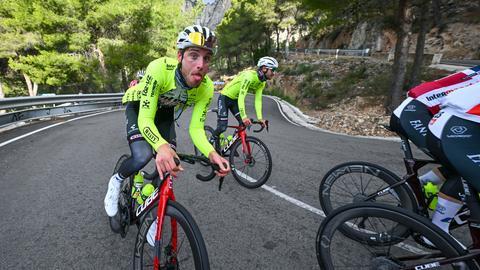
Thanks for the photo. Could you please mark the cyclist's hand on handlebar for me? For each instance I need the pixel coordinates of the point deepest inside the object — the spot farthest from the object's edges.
(247, 122)
(164, 161)
(215, 158)
(263, 122)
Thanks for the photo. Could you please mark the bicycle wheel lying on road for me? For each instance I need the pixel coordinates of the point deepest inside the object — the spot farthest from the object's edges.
(355, 182)
(251, 166)
(386, 248)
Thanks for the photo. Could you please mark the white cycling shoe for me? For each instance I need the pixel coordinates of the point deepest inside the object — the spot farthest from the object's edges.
(151, 234)
(111, 198)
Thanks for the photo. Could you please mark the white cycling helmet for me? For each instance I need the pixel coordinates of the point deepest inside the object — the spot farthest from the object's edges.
(196, 36)
(268, 62)
(140, 73)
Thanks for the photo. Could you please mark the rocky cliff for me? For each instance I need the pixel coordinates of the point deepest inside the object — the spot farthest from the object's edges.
(456, 37)
(213, 12)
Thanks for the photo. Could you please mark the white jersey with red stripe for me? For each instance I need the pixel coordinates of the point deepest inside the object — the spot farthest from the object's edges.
(464, 104)
(433, 94)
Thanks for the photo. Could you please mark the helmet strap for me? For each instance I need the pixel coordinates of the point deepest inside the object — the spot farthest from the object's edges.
(261, 74)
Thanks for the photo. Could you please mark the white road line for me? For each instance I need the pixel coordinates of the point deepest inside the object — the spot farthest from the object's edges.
(283, 114)
(54, 125)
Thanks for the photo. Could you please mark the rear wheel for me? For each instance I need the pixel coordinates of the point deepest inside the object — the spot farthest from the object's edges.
(385, 248)
(250, 169)
(186, 250)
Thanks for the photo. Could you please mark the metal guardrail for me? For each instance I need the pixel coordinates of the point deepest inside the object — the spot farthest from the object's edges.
(30, 108)
(465, 63)
(336, 52)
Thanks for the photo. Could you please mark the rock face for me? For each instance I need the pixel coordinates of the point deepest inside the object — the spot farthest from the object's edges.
(456, 37)
(213, 12)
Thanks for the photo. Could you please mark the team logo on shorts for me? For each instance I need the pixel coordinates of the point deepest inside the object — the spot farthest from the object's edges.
(458, 132)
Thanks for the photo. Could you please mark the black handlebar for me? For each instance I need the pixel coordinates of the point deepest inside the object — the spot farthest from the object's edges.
(191, 159)
(262, 126)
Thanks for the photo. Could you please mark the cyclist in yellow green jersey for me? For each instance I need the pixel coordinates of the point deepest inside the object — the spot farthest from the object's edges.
(232, 97)
(152, 106)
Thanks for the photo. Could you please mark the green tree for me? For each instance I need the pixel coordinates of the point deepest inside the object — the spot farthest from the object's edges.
(245, 32)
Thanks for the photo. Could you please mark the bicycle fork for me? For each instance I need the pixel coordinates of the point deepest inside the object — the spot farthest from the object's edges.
(166, 193)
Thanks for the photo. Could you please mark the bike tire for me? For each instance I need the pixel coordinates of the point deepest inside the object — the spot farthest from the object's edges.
(333, 248)
(401, 196)
(243, 170)
(197, 256)
(356, 190)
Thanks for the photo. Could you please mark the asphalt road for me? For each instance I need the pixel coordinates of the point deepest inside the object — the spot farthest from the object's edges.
(54, 181)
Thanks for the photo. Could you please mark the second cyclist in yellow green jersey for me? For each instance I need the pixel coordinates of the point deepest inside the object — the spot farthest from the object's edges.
(232, 97)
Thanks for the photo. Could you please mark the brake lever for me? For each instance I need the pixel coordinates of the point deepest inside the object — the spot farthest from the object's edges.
(220, 183)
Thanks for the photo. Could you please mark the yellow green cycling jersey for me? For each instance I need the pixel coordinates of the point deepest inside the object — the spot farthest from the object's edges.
(238, 88)
(160, 87)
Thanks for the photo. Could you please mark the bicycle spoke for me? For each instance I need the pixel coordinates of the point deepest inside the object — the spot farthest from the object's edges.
(347, 189)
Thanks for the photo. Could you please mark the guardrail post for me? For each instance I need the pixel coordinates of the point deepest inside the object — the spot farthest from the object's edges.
(436, 58)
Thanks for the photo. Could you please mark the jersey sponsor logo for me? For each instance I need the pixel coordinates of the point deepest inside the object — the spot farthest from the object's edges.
(435, 118)
(135, 136)
(146, 104)
(419, 126)
(474, 158)
(150, 135)
(411, 108)
(147, 84)
(438, 95)
(458, 132)
(154, 86)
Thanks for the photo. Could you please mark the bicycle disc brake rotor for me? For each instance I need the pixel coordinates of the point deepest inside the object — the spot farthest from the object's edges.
(124, 211)
(384, 263)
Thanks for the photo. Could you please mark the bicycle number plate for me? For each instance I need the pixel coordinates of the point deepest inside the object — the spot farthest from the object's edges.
(147, 203)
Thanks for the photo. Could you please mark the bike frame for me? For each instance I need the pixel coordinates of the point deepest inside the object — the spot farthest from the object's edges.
(411, 181)
(241, 134)
(162, 194)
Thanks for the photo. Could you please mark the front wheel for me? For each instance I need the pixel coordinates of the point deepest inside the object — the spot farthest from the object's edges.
(184, 249)
(251, 166)
(360, 181)
(385, 248)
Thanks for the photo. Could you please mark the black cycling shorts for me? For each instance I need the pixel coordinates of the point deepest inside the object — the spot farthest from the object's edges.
(458, 147)
(164, 121)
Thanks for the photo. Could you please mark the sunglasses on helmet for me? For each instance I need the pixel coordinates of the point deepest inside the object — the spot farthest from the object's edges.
(198, 39)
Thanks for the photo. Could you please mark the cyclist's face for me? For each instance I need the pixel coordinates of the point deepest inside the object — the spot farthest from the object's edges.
(195, 65)
(269, 73)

• • • • • • •

_Short problem_.
Generate a word-for-word copy of the preceding records, excluding all pictures.

_Complete output_.
Thanks for the photo. Could you please mark the cyclist's hand on handlebar for me? For each instance I need the pixel coordinates of the point deepest inside the object — the spot farthest from the object's edges.
(247, 122)
(164, 161)
(215, 158)
(263, 122)
Thanks for the photo. Could you please mark the bicycle wheel lying on road for me? For each instance I need the pixel coordinates of the point deepest inside the object — the spot farthest from the object's edges.
(355, 182)
(251, 166)
(386, 248)
Thanks for the photo. Could you please mark the white cycling shoe for me? For each instance I need the pixel coordinates of the point deepest inside the object — the spot farthest from the object's edges.
(151, 234)
(111, 198)
Thanks for the photo. Could you please mark the white cycling helmet for me? For each instance I need the pixel coordinates of the point deepest inside the object — the spot farthest from the object's edges.
(196, 36)
(268, 62)
(140, 73)
Thanks for the photo. Could you please mark the rocky cliff for me? For each instance I need the pixel coordinates of the point deepest inside the object — the spot farthest from the object's edges.
(456, 37)
(213, 12)
Thanks for the photo. Could you please mark the white jersey with red stripe for me? For each instance I need the pixel coordinates of the point deepest inside the object — the spot farthest from the object's edges.
(464, 104)
(433, 94)
Thanks for the photo. Could you please mark the helmet strap for me? For each instance I need the pixel coordinates of the point deepest inside the object — the spot farthest from the object's edges.
(261, 74)
Thanks for the photo. Could you please mark the white road line for me? For each instance I need the pixel coordinates of the point deepest inside the object — the spot farthest from the object's edges.
(283, 114)
(54, 125)
Thanks for the photo. Could you please mark the rear wheel for me? For each instance I need the pixel coordinates of the point deepest inside the object — the spot farthest from the object's edges.
(385, 248)
(250, 169)
(186, 250)
Thanks for the photo. Could you please mark the metal guardrail for me? For each instance I need the pixel coordinates of the point deepest inside the object — the spot farthest from the object's edges.
(30, 108)
(465, 63)
(336, 52)
Thanks for the photo. Could you please mark the rock face for me? For each instance I need the pixel coordinates of the point deepest inside the object — the spot farthest from the object's edges.
(456, 37)
(213, 12)
Thanks for the photo. Could you please mark the team logo on shorts for me? For each instance I need the pixel coordinates of the point deepest inside the object — the spot farthest from the object's edges.
(458, 132)
Thanks for the photo. Could you please mark the black handlebar for me? For each instance I need the pixel coordinates of the point deepest inside the object — the spot farthest from the object's edges.
(191, 159)
(262, 126)
Thanks for the photo. Could you please mark the cyclist in yellow green jersey for me? For each instance I need the pixel coordinates of the point deepest inside the object — the spot farthest from the object's edges.
(232, 97)
(152, 106)
Thanks for the photo. Could you please mark the green tree for me? For each instance I need the pixel coordinates of the point deepest inside the object — the spot farthest from the object's edges.
(245, 32)
Thanks for the photo. Could you please mark the bicycle fork for me? For each instance I need the pixel coordinates of the point deepest inside the object — the spot farthest from the object's edges.
(166, 193)
Thanks for the photo. Could you please mark the bike tire for me? For each instance I need the pixel coordinates of the point deepest inside the object — the spot farthest from the object's edges.
(333, 248)
(401, 196)
(243, 170)
(197, 256)
(356, 190)
Thanks for the photo. Could you please mark the asphalt road for me? For each instance I need the pixel coordinates of the point deepest inside the object — the spot farthest from the object's edges.
(54, 181)
Thanks for the photo. Could you please mark the second cyclist in yellow green jersey for me? For each instance I need the pixel coordinates of the point deepest inside the object — the spot farthest from the object's edges.
(232, 97)
Thanks for the photo. Could you please mark the brake lever for me? For each instance I need the pixel coordinates of the point deepest inside the object — the spot farthest from the object's edges.
(220, 183)
Thanks for the photo. Could you please mark the yellow green cycling jersey for me? For each instance I need the pixel coordinates of the point deepest inside the object — the spot farthest from the object's edges.
(238, 88)
(160, 87)
Thanks for the photo. Could you please mark the bicycle spoke for me? For each instance I need the pixel coordinates of the point deepest inside the object — the spot farthest from the object's edges.
(347, 189)
Thanks for the photo. Could you please mark the guardrail post for me? For each instance I need the pixel coordinates of the point deepest inside the object — the spot farthest from the object's edges.
(436, 58)
Thanks for the photo. Could you please mark the jersey sponsor logo for me? For each instance I need the pixel coordinates of the point deepest inside the object — the spot farthest from the object's edges.
(435, 118)
(135, 136)
(146, 104)
(419, 126)
(474, 158)
(150, 135)
(411, 108)
(147, 84)
(438, 95)
(458, 132)
(154, 86)
Thanks for the photo. Could you please mark the bicycle disc brake rotor for me? For each instance I need the pixel coordinates of the point deepest inside the object — the spot farthest from the object's edges.
(124, 211)
(384, 263)
Thanks for the photo. Could you please mark the bicycle number plate for me? For each instance I need the pixel coordinates of the point deepest inside the object — the spot farthest from the object's edges.
(147, 203)
Thanks for the photo. Could you please mark the bike frame for me? For each instance I need the pixel coordinates of the point deepest inside the object — the spot farthest from the object's edges.
(411, 181)
(241, 134)
(162, 194)
Thanks for the photo. Could you please mark the front wheel for me? For each instance I need the pixel coordinates of the point deepest inside the object — the spot farthest from the object's edges.
(184, 249)
(251, 166)
(360, 181)
(385, 248)
Thanks for the photo. Could you please mark the black cycling shorts for me? For each instance I need the pixel coordinates of the point deepest inside the object — the spot farthest from the object's edges.
(458, 147)
(164, 121)
Thanks for the photo. Could you please mark the sunglasses on helmet for me? For each instance I need the pixel coordinates of the point deepest inside the object — the spot farthest from the object's edges.
(198, 39)
Thanks for the photo. Could you please mark the cyclist's face for me? For each instance I need the pixel coordinates of the point deepest inside the object — the spot farthest from the object's edges.
(195, 65)
(269, 73)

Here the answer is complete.